INSTRUCTIONS TO FOLLOW
Write out the stretch of lines below that begins at the line with "[locate] woman's eye" and ends at the line with "[locate] woman's shoulder", including both, exactly as given and nothing more.

- Opening Delimiter -

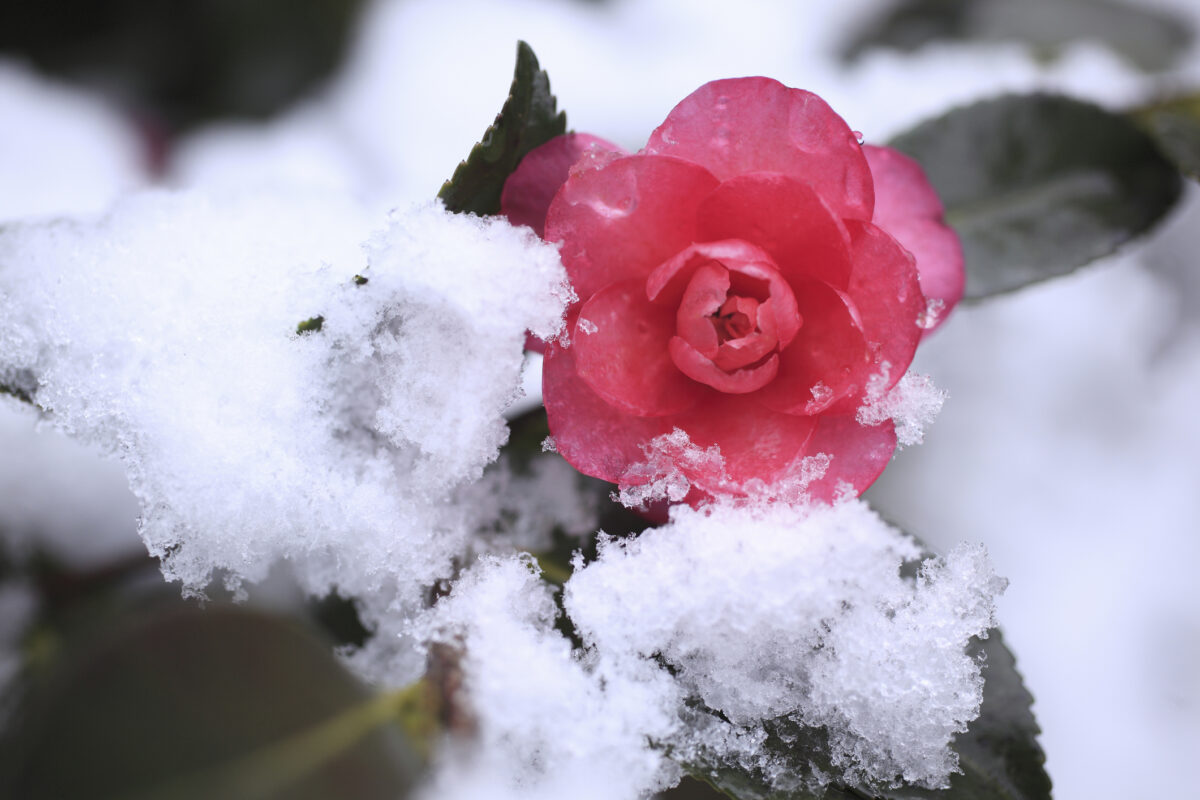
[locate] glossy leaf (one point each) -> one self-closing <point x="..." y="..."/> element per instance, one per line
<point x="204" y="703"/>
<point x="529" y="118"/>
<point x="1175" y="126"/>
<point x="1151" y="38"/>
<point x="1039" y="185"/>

- Closing Delimiter -
- Opening Delimiter -

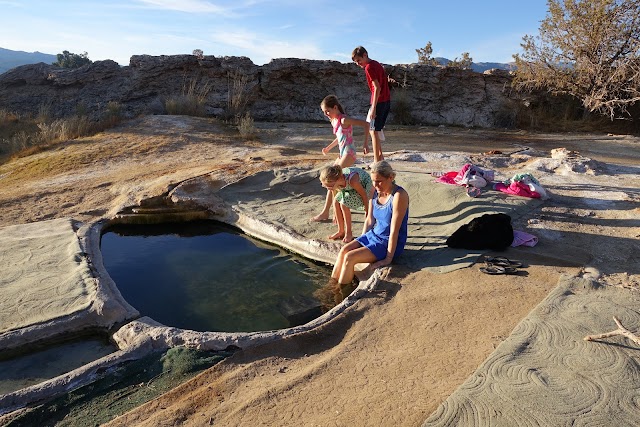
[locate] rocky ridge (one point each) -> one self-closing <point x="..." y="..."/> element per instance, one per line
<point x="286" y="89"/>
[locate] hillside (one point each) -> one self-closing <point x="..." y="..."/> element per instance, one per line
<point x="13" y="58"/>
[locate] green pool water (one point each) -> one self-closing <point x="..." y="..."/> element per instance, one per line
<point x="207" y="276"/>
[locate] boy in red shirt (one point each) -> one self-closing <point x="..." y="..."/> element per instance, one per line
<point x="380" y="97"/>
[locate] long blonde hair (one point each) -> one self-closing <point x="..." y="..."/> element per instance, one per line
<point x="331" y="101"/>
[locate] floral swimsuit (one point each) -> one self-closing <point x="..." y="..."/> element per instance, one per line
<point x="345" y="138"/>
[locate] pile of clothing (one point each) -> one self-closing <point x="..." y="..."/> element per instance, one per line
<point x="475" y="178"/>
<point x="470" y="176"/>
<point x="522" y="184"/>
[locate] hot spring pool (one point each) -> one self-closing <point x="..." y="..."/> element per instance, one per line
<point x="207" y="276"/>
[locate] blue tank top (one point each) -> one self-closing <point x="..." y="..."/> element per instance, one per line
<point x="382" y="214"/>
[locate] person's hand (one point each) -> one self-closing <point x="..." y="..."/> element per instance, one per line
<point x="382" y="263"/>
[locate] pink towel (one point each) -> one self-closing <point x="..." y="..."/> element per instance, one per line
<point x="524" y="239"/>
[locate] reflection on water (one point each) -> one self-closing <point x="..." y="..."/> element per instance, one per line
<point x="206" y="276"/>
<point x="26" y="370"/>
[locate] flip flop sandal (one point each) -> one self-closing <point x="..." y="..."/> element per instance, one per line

- Closing Delimiter -
- Opening Delimiter -

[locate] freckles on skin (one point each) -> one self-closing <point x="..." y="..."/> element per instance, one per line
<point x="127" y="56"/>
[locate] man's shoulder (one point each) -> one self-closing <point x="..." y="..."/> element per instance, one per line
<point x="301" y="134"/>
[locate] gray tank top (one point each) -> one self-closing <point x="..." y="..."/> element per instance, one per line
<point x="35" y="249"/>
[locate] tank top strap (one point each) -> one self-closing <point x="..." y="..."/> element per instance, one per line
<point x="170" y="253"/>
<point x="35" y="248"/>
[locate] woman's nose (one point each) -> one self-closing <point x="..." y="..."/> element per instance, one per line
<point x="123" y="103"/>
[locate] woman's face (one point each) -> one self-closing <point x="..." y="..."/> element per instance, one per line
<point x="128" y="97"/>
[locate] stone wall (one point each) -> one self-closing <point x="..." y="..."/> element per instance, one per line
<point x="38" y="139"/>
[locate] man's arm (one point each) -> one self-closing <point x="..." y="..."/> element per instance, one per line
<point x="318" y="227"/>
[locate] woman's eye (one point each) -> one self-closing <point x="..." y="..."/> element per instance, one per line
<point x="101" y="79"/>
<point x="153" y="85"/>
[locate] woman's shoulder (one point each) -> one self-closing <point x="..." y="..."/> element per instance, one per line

- Closing Delimiter -

EXERCISE ANSWER
[locate] woman's eye (one point each) -> one self-closing <point x="..." y="..."/> element per instance, one per line
<point x="101" y="79"/>
<point x="153" y="85"/>
[locate] woman's shoulder (one point each) -> one self-closing <point x="..." y="..."/> element per instance, one per line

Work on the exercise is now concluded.